▸ **Page extract**
Mycena alphitophora is a species of agaric fungus in the family Mycenaceae. Its small, white, delicate fruit bodies are characterized by the powdery coatings on the surfaces of both the cap and stipe. The stipe base is not swollen or disk-like. The stipe surface is more hairy than Mycena adscendens.

==Taxonomy==

The species was first described as Agaricus alphitophorus by Miles Joseph Berkeley in 1877, based on specimens collected in 1873 from the Devonshire Marsh, a peatland in Bermuda. Pier Andrea Saccardo transferred it to the genus Mycena in 1887. William Alphonso Murrill placed the species in Prunulus in 1916. Jakob Emanuel Lange's Mycena osmundicola, published in 1914, is a synonym. P. Manimohan and K.M. Leelavathy defined the varieties distincta and globispora from southern India in 1989. It is classified in the section Saccharifera of Mycena.

===Similar species===
Mycena adscendens has a swollen or disk-like stipe base; also, the stipe surface is more densely hairy with caulocystida. Mycena stylobates has a pruinose stipe that arises from a basal disc, but the cap is up to 10 mm and lacks white granules. White Hemimycena species lack granules and all have inamyloid spores.

▸ **Extracted entries**
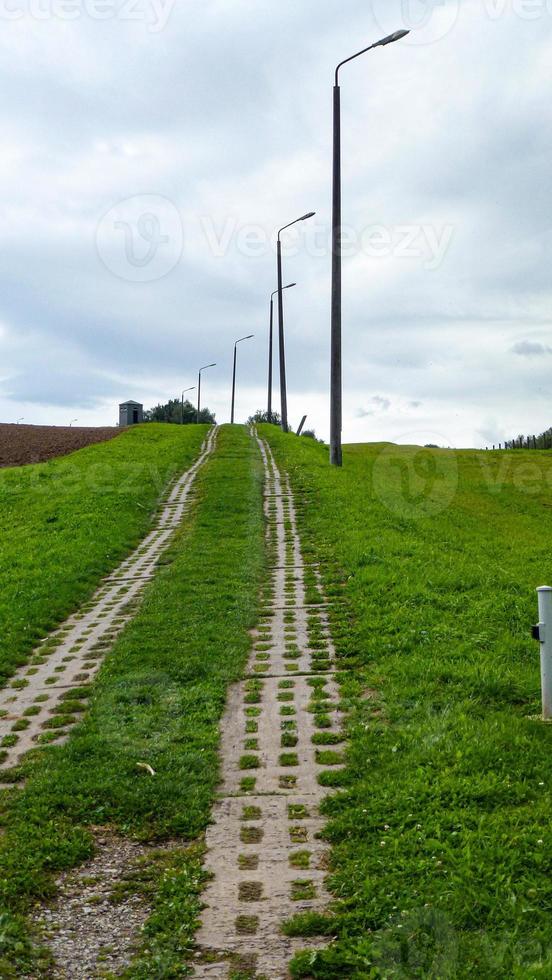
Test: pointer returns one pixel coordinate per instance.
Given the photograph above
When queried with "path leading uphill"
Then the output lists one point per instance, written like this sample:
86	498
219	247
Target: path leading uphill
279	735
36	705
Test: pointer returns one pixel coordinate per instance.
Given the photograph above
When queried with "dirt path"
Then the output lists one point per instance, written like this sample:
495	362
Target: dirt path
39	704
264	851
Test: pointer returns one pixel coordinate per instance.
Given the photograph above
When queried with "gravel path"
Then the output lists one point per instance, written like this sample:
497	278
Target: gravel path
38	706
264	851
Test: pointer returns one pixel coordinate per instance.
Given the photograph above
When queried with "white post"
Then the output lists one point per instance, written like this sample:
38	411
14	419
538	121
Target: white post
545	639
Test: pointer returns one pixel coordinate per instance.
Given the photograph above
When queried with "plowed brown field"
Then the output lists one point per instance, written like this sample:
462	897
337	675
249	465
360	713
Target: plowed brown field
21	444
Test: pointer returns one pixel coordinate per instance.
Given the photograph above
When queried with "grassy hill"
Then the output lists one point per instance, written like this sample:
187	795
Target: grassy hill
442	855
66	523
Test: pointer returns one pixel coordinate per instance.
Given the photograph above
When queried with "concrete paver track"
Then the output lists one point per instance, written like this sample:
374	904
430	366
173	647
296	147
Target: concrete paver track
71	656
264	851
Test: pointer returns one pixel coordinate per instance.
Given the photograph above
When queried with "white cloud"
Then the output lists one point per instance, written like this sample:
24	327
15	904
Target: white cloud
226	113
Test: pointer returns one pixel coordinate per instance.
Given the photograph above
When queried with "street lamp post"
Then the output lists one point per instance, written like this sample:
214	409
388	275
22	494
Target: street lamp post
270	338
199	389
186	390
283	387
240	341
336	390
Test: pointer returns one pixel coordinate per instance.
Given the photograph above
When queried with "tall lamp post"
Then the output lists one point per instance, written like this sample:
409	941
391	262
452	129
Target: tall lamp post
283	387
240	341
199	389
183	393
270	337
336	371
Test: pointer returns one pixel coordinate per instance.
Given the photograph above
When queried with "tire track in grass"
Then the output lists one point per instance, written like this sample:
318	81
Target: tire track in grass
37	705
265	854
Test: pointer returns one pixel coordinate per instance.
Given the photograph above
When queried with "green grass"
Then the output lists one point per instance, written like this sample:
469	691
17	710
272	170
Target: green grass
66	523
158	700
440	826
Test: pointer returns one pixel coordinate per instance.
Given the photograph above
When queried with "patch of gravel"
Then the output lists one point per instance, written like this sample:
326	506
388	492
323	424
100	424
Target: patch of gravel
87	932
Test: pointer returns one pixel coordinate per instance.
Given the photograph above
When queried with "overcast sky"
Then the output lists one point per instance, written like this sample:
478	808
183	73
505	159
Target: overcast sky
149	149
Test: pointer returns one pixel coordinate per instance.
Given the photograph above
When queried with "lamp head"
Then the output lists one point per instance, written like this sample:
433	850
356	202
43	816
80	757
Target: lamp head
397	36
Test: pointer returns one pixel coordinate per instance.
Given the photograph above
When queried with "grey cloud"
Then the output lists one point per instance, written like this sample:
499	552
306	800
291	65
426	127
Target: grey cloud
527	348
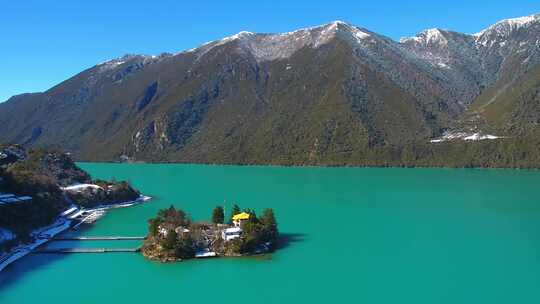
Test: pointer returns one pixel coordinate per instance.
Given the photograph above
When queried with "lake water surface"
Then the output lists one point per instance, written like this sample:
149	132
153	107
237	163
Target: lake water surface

* * *

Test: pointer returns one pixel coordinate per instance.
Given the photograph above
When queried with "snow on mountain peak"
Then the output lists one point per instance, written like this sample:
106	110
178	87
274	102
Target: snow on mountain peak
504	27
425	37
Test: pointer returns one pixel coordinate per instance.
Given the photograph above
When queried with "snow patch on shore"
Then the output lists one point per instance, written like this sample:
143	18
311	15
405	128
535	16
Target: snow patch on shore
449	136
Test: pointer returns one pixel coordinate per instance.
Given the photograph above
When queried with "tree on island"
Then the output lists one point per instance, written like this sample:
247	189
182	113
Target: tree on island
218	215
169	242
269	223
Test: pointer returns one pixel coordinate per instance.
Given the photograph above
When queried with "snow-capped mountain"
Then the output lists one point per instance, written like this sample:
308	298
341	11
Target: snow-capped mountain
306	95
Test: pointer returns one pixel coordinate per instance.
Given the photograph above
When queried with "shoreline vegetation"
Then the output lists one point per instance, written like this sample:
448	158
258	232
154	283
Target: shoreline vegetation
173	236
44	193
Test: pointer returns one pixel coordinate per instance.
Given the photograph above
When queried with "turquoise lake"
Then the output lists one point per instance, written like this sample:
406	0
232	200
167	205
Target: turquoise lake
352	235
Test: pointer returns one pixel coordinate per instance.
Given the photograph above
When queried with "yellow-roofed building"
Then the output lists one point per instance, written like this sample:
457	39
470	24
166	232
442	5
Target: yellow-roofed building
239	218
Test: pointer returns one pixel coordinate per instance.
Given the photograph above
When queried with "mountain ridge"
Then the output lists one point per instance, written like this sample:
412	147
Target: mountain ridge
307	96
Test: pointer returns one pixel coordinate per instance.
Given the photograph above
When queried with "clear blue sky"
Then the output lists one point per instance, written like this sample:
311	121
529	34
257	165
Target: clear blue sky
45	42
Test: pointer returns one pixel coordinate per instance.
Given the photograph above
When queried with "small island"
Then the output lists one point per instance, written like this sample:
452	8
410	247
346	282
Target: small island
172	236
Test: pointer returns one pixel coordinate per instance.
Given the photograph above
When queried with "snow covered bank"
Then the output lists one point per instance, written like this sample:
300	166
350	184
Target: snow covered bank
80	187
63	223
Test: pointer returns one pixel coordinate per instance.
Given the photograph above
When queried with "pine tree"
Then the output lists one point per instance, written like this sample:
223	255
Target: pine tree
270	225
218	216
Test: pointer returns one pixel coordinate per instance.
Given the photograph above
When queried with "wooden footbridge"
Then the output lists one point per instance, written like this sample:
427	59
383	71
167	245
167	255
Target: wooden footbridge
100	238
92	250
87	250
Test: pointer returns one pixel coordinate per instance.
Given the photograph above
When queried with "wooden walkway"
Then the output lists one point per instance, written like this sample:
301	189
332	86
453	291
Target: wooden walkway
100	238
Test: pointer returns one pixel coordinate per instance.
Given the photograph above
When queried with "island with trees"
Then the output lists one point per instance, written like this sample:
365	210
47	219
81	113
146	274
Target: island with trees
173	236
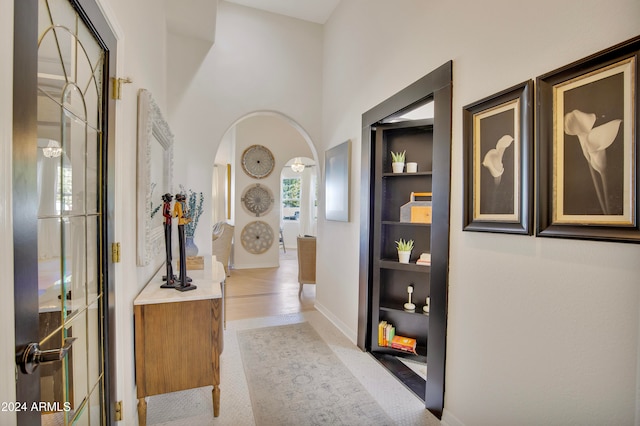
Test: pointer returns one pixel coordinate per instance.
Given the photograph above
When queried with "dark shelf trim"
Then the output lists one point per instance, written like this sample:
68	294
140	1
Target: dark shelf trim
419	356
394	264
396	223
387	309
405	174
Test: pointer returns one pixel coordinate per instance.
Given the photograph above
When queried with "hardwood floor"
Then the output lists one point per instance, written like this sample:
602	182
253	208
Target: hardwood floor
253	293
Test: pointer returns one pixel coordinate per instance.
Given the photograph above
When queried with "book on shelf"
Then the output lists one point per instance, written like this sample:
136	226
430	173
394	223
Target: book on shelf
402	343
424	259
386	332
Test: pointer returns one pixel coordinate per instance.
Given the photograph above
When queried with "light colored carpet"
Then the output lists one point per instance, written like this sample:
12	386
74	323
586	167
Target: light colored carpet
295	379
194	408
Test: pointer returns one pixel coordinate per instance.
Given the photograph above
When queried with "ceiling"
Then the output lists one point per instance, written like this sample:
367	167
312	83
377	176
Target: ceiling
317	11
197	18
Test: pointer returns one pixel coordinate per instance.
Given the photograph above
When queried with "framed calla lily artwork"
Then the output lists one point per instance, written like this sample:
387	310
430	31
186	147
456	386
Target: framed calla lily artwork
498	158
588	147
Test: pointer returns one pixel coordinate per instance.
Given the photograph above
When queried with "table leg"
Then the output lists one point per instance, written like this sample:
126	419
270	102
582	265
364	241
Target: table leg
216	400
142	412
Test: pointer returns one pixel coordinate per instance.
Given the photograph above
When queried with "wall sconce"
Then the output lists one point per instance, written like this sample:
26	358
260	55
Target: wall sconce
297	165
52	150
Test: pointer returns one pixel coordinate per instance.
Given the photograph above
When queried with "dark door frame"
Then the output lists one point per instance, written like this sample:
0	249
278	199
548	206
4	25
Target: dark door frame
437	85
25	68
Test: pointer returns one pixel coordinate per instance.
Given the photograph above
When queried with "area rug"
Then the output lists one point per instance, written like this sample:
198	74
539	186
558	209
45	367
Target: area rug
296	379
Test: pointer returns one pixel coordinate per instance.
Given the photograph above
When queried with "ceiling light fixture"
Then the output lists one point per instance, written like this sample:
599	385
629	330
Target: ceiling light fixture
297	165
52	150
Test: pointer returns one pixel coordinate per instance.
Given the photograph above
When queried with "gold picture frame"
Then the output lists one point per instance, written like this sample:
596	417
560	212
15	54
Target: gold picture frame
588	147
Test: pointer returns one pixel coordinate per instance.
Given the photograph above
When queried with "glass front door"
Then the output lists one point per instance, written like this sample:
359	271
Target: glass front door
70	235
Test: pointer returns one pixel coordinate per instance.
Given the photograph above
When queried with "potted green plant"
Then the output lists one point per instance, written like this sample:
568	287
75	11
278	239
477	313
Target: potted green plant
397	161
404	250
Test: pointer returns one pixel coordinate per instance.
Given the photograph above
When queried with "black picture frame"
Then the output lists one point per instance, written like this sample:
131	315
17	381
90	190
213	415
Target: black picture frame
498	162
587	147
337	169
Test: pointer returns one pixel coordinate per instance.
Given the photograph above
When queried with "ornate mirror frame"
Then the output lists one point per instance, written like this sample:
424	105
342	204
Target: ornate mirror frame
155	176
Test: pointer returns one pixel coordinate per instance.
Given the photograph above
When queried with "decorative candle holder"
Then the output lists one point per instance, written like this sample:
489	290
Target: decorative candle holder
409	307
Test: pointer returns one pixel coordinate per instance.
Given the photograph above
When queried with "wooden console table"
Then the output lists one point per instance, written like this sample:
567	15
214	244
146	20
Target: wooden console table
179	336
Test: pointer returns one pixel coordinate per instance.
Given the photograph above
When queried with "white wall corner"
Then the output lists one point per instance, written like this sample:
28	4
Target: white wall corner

--

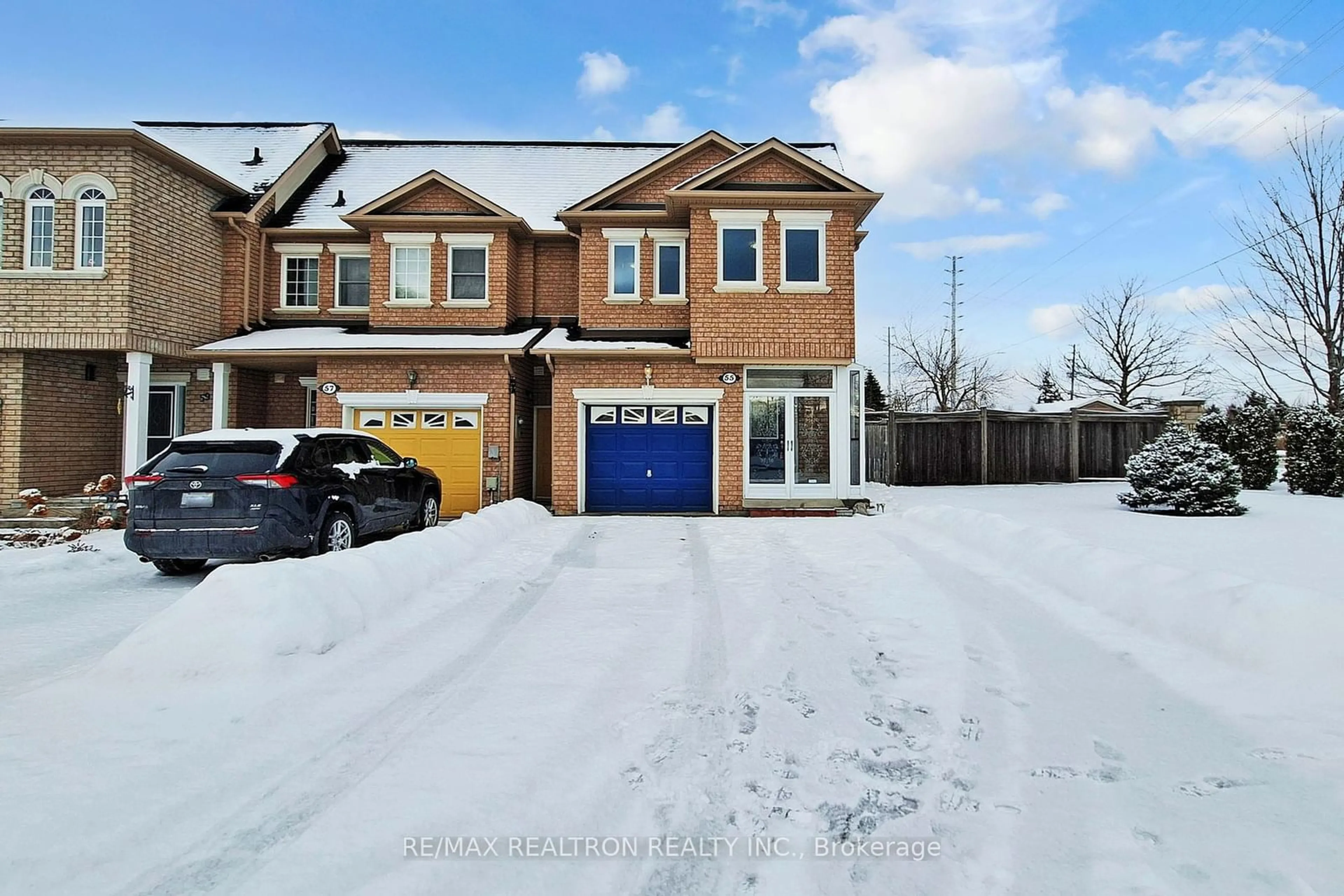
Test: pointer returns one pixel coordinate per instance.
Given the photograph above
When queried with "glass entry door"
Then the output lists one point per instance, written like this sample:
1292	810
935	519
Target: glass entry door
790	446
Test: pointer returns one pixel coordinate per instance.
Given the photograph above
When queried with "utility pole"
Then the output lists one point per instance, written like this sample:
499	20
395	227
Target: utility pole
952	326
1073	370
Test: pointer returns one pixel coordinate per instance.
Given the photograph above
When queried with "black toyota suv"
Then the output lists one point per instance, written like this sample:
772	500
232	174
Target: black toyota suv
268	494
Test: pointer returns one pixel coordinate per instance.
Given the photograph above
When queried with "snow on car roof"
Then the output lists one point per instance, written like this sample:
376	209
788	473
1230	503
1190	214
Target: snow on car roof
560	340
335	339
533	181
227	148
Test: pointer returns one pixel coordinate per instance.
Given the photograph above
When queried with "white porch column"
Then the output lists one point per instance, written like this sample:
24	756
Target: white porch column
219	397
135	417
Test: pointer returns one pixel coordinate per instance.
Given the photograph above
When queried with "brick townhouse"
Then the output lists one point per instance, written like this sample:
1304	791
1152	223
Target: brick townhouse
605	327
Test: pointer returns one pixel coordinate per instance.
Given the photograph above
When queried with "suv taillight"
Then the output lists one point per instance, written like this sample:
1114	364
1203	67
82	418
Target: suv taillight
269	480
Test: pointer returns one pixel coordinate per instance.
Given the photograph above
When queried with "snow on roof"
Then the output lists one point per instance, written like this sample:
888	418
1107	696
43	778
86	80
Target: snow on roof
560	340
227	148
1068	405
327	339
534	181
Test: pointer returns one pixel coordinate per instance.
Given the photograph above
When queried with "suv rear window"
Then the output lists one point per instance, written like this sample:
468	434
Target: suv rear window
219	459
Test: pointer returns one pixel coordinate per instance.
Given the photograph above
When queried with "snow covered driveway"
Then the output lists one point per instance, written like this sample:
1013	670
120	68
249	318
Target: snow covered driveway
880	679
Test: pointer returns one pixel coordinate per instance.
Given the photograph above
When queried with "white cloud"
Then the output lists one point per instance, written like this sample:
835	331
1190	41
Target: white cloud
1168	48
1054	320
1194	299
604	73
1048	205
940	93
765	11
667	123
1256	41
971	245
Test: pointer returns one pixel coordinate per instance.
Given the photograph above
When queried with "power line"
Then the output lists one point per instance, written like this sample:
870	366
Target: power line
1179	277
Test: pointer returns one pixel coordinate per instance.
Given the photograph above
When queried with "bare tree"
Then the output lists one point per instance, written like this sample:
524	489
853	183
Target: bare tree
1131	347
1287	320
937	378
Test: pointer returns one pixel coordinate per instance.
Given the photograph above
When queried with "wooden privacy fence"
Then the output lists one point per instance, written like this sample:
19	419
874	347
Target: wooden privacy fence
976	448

▸ **Task instructions**
Reproduce the part of the Mycena alphitophora text starting with "Mycena alphitophora is" and going on through "Saccharifera of Mycena.".

▸ **Expected output**
Mycena alphitophora is a species of agaric fungus in the family Mycenaceae. Its small, white, delicate fruit bodies are characterized by the powdery coatings on the surfaces of both the cap and stipe. The stipe base is not swollen or disk-like. The stipe surface is more hairy than Mycena adscendens.

==Taxonomy==

The species was first described as Agaricus alphitophorus by Miles Joseph Berkeley in 1877, based on specimens collected in 1873 from the Devonshire Marsh, a peatland in Bermuda. Pier Andrea Saccardo transferred it to the genus Mycena in 1887. William Alphonso Murrill placed the species in Prunulus in 1916. Jakob Emanuel Lange's Mycena osmundicola, published in 1914, is a synonym. P. Manimohan and K.M. Leelavathy defined the varieties distincta and globispora from southern India in 1989. It is classified in the section Saccharifera of Mycena.